Problems:
• a. In the break-time text, rewrite the stretch from "They claim that" through "paid for it." with "senior management" changed to "head office".
• b. Answer these questions from the break-time text:
(i) How long is lunch time now?
(ii) For how many years has the poster been working in Commercial?
(iii) What rest break does an adult worker normally have the right to when expected to work more than six hours at a stretch?
• c. Extend the break-time text from where it stops.

Given text:
Today they came down to site to tell us that our paid break will only be paid for half of it, so 15 minutes paid break and 15 minutes unpaid. And our lunch time is now 45 minutes and then we have to go back on site. The upshot being that we will not be paid for the extra time we have to work.

Yup, they want us to work for free.

They claim that this is only for 15 minutes, but if we're losing half our paid break (15 minutes) and then being told to get back on site 15 minutes early, I'm fairly certain that adds up to 30 minutes in total.

Now, the union's position is that the half hour tea break has always been paid, it is custom and practice and that if our unit want's staff to work longer hours then they should pay them accordingly.

Except our senior management are ignoring this and claiming that they aren't changing our working hours....

...despite the fact we're going to be working longer and not being paid for it.

My question is, has anyone else ever encountered anything like this? As of yet I haven't received anything in writing saying that I have to work longer hours, only a verbal discussion with our operations manager. Does anyone have any recommendations as how to fight this? Is it even possible to fight it? I've been working in Commercial for 4 years and it the first time I've come across something like it.

So, answers on a post card please.

Or alternatively, post below.

How much break time do you get?

The amount of break time you get is usually agreed with your employer. It may be written down somewhere (eg in your contract of employment) or might just be part of your employer's standard practice.
Your employer must give you at least the rest breaks required by the Working Time Regulations. They must also ensure that your health and safety is not put at risk. This means that your employer might have to give you more than the amount set out in the regulations, if this reduces a health and safety risk.

As an adult worker (over 18), you will normally have the right to a 20 minute rest break if you are expected to work more than six hours at a stretch.
A lunch or coffee break can count as your rest break. Additional breaks might be given by your contract of employment. There is no statutory right to 'smoking breaks'.
The requirements are:

  • the break must be in one block
  • it cannot be taken off one end of the working day - it must be somewhere in the middle
  • you are allowed to spend it away from the place on your employer's premises where you work
  • your employer can say when the break must be taken, as long as it meets these conditions

Also note the statement:

Quote:The amount of break time you get is usually agreed with your employer. It may be written down somewhere (eg in your contract of employment) or might just be part of your employer's standard practice.

Information supplied:
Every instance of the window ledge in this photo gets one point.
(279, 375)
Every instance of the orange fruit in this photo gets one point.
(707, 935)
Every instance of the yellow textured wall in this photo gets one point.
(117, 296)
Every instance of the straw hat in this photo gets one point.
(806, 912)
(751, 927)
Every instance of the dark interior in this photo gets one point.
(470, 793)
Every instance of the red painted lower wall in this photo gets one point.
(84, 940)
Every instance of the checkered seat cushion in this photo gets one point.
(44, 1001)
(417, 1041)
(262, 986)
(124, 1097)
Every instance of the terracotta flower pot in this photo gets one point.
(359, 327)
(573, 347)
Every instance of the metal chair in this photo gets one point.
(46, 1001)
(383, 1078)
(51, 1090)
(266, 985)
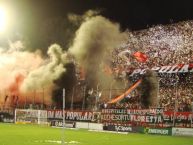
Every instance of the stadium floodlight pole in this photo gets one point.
(63, 114)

Response list:
• a.
They claim that this is only for 15 minutes, but if we're losing half our paid break (15 minutes) and then being told to get back on site 15 minutes early, I'm fairly certain that adds up to 30 minutes in total.

Now, the union's position is that the half hour tea break has always been paid, it is custom and practice and that if our unit want's staff to work longer hours then they should pay them accordingly.

Except our head office are ignoring this and claiming that they aren't changing our working hours....

...despite the fact we're going to be working longer and not being paid for it.

• b.
(i) 45 minutes.
(ii) 4 years.
(iii) A 20 minute rest break.

• c.
I always went for 37.5 hour week.. which equals 7.5 hours a day and lunch... so you were getting a generous break, however, the contract will show your breaks... you do have a contract ?? :face-huh:

Ps ensure the location of this site or the company is not possible to work out. You can't (to my mind) change a contract without agreement....

If your employer wants to change your contract

If your employer wants to make changes, they should
  • consult you or your representative (for example, a trade union official)
  • explain the reasons why
  • listen to alternative ideas
Please also read this
What if you and your employer don't agree?

If you don't agree, your employer is not allowed to just bring in a change. However, they can terminate your contract (by giving notice) and offer you a new one including the revised terms - effectively sacking you and taking you back on. Your employer would be expected to follow a statutory minimum dismissal procedure. They may have to follow a collective redundancy consultation process if they plan to do this to a group of employees.
Care to detail what type of infrastructure project? In particular is the client civil service?
This sounds shocking! I'm becoming more aware of a squeeze coming down from on high (the clients) their excuse being 'the recession'. But from what I've seen on sites its not us ripping people off, its all the 'dead men' on the books of the construction firms, deliberate delays, extortionate mark-ups and miss-management of projects.
Unitof1 Wrote:Care to detail what type of infrastructure project? In particular is the client civil service?

On most (almost all) infrastructure projects these days the archaeological fieldwork contractor is merely a subcontractor of the construction contractor (or even further down the 'tree') - the civil service department ultimately paying for it generally has no interest whatsoever in minor subcontrcators, its the main contractor who's got the job by putting in a stupidly unrealistic low tender who's the outfit turning all the screws. They know that archaeology subcontractors are going to say 'yes' to anything to avoid losing the contract, so we're always gonna be the easy target......
I know Dino but its all very convenient. And in my experiences somewhere along the line after the management throw their weight around on the apparent breaks issue they will be the working in the rain issue. Behind it all will be the structure of the so called contract, rate or price, that has been agreed with the so called client and as you say in a lot of infrastructure the client in question will not be the owner of the archaeological asset (which is presumably the state and in some cases assets which have come about through deals in which the state had the potential of compulsory purchase).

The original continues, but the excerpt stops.